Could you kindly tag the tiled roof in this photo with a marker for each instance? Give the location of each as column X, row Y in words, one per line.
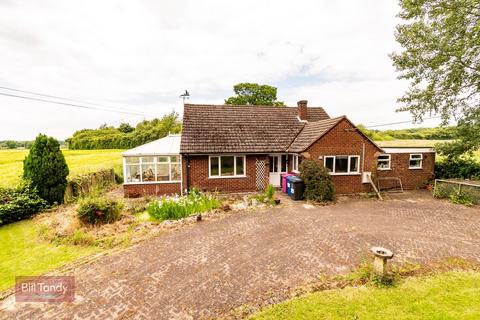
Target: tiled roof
column 230, row 129
column 312, row 132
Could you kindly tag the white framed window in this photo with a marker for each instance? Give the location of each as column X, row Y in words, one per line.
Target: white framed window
column 416, row 160
column 295, row 163
column 152, row 169
column 338, row 165
column 226, row 166
column 384, row 162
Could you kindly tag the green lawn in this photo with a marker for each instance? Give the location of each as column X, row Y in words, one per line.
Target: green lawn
column 23, row 253
column 409, row 143
column 416, row 143
column 79, row 162
column 451, row 295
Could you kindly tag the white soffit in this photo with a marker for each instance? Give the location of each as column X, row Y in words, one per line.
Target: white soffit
column 409, row 150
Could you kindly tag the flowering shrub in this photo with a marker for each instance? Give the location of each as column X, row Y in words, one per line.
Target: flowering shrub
column 172, row 208
column 95, row 210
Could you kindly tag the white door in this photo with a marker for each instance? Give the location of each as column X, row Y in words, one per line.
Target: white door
column 278, row 165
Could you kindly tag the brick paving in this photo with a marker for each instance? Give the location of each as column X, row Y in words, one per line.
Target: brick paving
column 210, row 268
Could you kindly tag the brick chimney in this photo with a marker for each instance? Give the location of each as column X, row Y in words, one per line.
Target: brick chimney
column 302, row 109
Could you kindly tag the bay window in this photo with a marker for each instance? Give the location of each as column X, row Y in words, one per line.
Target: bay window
column 384, row 161
column 152, row 169
column 226, row 166
column 416, row 161
column 342, row 164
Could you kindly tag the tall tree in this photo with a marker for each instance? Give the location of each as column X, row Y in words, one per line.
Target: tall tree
column 467, row 136
column 46, row 168
column 441, row 57
column 254, row 94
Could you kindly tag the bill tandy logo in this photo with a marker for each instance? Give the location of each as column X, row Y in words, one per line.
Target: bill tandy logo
column 45, row 289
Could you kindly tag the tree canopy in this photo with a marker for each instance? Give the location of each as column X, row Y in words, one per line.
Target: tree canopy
column 125, row 136
column 441, row 57
column 254, row 94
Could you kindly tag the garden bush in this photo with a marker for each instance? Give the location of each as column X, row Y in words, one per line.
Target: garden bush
column 46, row 168
column 180, row 207
column 98, row 210
column 318, row 183
column 19, row 203
column 457, row 168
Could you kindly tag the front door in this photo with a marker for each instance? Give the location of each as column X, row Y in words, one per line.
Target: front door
column 278, row 165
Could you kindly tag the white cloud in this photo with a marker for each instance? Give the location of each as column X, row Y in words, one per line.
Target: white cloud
column 143, row 54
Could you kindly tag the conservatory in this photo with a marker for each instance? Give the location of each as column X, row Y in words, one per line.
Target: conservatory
column 155, row 163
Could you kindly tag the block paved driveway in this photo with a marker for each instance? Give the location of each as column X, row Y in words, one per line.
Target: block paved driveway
column 212, row 267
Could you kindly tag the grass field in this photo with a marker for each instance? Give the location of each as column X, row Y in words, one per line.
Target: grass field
column 79, row 162
column 23, row 253
column 451, row 295
column 419, row 144
column 409, row 143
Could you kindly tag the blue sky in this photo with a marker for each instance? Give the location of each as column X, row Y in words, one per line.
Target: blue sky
column 141, row 55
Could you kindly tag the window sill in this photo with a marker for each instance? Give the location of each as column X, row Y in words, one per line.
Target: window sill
column 228, row 177
column 345, row 174
column 151, row 182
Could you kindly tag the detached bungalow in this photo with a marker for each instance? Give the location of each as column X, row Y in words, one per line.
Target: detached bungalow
column 244, row 148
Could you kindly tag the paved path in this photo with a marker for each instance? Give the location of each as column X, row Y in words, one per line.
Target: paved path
column 213, row 267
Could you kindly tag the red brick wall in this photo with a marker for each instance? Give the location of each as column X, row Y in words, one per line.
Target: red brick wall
column 199, row 175
column 411, row 178
column 343, row 141
column 157, row 189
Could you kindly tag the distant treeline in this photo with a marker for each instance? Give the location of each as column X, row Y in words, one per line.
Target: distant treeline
column 125, row 136
column 11, row 144
column 439, row 133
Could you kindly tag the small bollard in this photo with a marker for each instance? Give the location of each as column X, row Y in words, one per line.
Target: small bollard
column 380, row 261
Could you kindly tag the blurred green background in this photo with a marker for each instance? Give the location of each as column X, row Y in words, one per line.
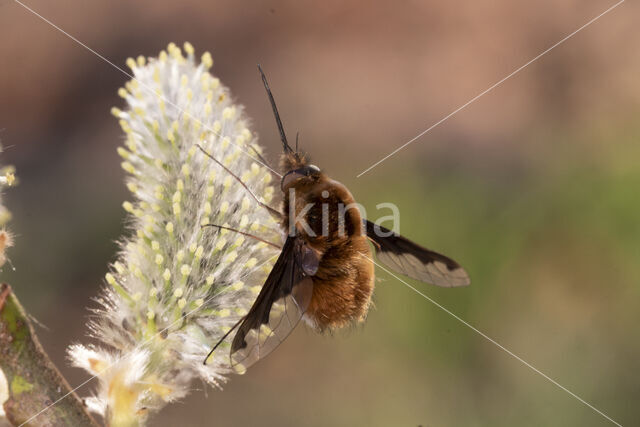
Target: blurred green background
column 533, row 188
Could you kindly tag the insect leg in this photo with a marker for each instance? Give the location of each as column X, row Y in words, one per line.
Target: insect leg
column 263, row 160
column 243, row 233
column 267, row 207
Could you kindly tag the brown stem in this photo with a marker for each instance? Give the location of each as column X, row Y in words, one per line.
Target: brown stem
column 34, row 382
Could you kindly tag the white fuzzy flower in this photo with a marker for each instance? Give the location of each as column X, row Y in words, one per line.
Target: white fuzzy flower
column 176, row 287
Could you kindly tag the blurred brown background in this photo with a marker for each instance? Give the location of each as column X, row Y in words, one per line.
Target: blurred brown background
column 533, row 188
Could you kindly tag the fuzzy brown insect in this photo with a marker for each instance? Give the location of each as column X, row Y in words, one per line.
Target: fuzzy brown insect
column 325, row 272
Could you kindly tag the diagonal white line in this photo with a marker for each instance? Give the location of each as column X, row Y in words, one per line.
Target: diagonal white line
column 498, row 83
column 391, row 154
column 497, row 344
column 146, row 87
column 139, row 345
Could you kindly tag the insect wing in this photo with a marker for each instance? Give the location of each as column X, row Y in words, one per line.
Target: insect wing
column 279, row 307
column 402, row 255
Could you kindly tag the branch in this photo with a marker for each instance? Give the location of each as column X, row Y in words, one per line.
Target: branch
column 34, row 382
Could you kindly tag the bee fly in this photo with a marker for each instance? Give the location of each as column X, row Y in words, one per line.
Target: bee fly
column 325, row 271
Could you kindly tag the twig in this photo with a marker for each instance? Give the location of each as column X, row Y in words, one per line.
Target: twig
column 34, row 382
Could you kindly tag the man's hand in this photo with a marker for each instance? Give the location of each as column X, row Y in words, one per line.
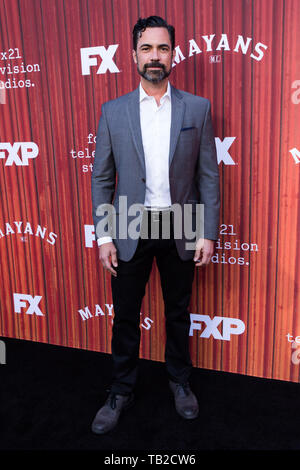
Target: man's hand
column 108, row 257
column 204, row 251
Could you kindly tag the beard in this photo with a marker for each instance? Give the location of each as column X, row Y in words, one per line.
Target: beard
column 154, row 76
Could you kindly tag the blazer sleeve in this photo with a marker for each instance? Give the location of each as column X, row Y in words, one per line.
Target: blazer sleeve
column 208, row 178
column 103, row 179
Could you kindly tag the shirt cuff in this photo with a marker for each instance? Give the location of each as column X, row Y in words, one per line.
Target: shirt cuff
column 103, row 240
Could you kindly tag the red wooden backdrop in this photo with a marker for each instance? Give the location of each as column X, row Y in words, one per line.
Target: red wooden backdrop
column 241, row 54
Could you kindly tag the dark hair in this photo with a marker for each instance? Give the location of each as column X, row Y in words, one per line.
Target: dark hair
column 151, row 22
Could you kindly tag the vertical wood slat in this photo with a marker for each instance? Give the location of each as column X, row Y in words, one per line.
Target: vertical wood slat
column 251, row 100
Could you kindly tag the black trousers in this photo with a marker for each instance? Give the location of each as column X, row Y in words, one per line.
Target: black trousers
column 128, row 290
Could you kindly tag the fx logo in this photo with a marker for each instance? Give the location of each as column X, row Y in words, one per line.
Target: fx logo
column 21, row 301
column 89, row 59
column 18, row 153
column 222, row 150
column 89, row 235
column 231, row 326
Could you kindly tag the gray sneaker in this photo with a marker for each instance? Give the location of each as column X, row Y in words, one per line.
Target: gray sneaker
column 108, row 416
column 186, row 403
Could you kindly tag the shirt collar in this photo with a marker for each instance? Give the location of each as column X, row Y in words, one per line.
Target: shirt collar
column 144, row 96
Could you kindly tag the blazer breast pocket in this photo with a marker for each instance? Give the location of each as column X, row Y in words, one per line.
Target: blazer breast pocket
column 186, row 129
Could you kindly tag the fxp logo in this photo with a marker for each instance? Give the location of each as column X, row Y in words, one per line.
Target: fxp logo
column 230, row 326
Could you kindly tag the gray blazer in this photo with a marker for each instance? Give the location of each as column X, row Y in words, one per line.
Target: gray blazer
column 119, row 166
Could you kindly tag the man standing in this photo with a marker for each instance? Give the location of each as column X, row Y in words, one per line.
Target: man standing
column 155, row 147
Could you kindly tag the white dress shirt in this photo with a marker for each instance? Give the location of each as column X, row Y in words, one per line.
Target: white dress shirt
column 155, row 128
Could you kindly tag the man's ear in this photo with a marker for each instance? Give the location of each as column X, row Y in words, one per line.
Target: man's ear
column 134, row 56
column 173, row 55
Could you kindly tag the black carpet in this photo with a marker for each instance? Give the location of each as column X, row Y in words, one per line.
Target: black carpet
column 50, row 395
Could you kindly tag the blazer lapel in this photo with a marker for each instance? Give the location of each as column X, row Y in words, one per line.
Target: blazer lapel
column 133, row 111
column 178, row 108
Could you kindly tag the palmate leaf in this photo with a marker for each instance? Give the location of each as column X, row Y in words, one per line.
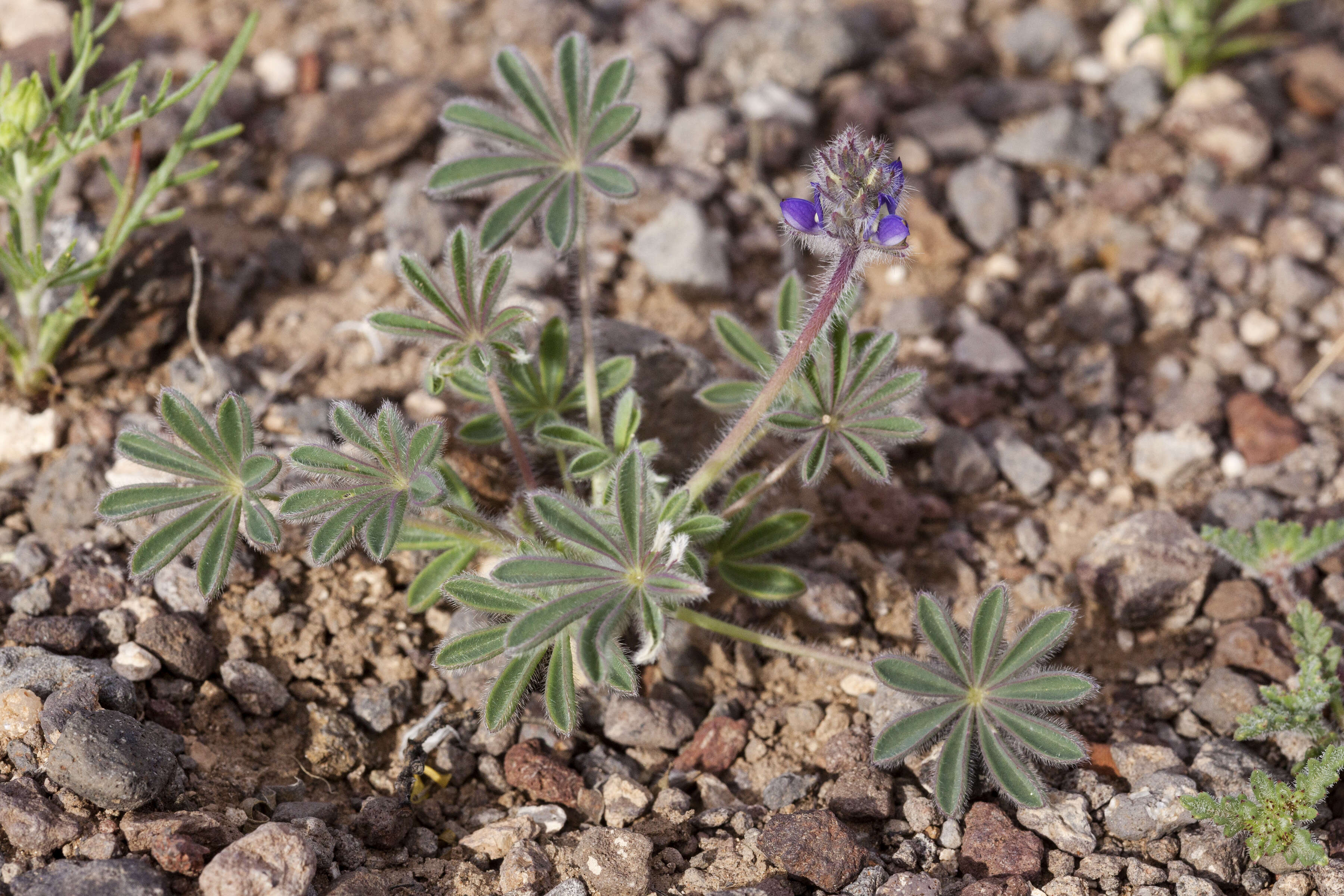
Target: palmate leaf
column 366, row 498
column 990, row 696
column 558, row 150
column 221, row 494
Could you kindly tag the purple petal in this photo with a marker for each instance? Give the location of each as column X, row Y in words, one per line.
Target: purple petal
column 802, row 215
column 893, row 231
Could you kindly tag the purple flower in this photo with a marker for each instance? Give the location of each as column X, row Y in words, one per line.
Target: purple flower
column 803, row 215
column 893, row 231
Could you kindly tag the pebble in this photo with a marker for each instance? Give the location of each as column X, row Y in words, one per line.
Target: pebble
column 625, row 801
column 1151, row 809
column 644, row 722
column 253, row 687
column 382, row 822
column 526, row 868
column 275, row 860
column 992, row 846
column 497, row 839
column 31, row 821
column 1223, row 696
column 816, row 847
column 179, row 643
column 983, row 195
column 107, row 758
column 100, row 878
column 1149, row 570
column 615, row 863
column 1163, row 458
column 135, row 664
column 533, row 769
column 714, row 747
column 1260, row 433
column 1097, row 308
column 679, row 248
column 1064, row 821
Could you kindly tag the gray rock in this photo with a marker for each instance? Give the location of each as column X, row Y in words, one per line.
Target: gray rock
column 948, row 130
column 1223, row 696
column 275, row 860
column 679, row 248
column 1064, row 821
column 1152, row 809
column 787, row 789
column 1097, row 308
column 615, row 863
column 1149, row 570
column 107, row 758
column 986, row 350
column 100, row 878
column 960, row 464
column 1223, row 768
column 1211, row 853
column 1039, row 35
column 643, row 722
column 1055, row 137
column 255, row 687
column 984, row 197
column 1138, row 94
column 1018, row 461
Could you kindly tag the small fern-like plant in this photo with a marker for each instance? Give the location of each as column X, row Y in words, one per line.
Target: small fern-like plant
column 988, row 698
column 1273, row 551
column 1275, row 813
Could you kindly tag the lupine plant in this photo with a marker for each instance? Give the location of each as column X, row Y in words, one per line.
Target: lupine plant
column 988, row 698
column 44, row 128
column 613, row 551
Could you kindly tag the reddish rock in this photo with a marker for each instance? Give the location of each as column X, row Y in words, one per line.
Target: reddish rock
column 178, row 853
column 992, row 846
column 1260, row 433
column 1234, row 600
column 531, row 768
column 1257, row 644
column 816, row 847
column 717, row 743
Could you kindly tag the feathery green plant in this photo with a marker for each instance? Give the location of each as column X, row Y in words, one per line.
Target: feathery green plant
column 988, row 696
column 224, row 484
column 41, row 134
column 1275, row 813
column 1200, row 34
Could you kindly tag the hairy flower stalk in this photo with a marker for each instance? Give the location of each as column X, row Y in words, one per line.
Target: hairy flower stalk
column 853, row 220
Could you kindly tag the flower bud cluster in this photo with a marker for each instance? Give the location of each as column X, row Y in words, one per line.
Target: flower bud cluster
column 855, row 198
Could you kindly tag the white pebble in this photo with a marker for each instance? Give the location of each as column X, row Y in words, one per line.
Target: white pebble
column 1233, row 465
column 135, row 664
column 277, row 72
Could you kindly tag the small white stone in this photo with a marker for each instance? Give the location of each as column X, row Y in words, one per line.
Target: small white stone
column 135, row 664
column 1233, row 465
column 277, row 72
column 857, row 685
column 26, row 435
column 1257, row 328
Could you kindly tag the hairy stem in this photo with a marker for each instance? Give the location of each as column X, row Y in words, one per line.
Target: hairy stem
column 719, row 626
column 729, row 451
column 515, row 444
column 764, row 485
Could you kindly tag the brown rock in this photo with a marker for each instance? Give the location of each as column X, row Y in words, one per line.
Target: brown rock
column 717, row 743
column 1234, row 600
column 178, row 853
column 815, row 846
column 1261, row 644
column 531, row 768
column 994, row 846
column 1260, row 433
column 31, row 821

• **What needs to be done**
Please restate the material above line by line, exactly, beginning at its first line and ending with the line that contains "Could you kindly tag the flowering", without any pictures.

• **Solution to this exercise**
Could you kindly tag the tiled roof in this photo with a marker for each instance? Give the location of each as column X, row Y in words, one per line.
Target: tiled roof
column 230, row 129
column 312, row 132
Could you kindly tag the white framed window in this photo with a marker for each instance? Give the location of each as column X, row Y in words, one per line.
Target: white framed window
column 416, row 160
column 295, row 163
column 152, row 169
column 338, row 165
column 226, row 166
column 384, row 162
Could you kindly tag the green lawn in this photo with a marker for each instance? Give the location of each as column X, row Y in words, one per line.
Target: green lawn
column 23, row 253
column 409, row 143
column 416, row 143
column 79, row 162
column 451, row 295
Could you kindly tag the white soffit in this photo with a marker for each instance? Give the location of each as column X, row Y in words, one per line.
Target: white soffit
column 409, row 150
Could you kindly tag the flowering shrub in this photo with a marker for each instance? Give the location of each as column X, row Y in words, one per line.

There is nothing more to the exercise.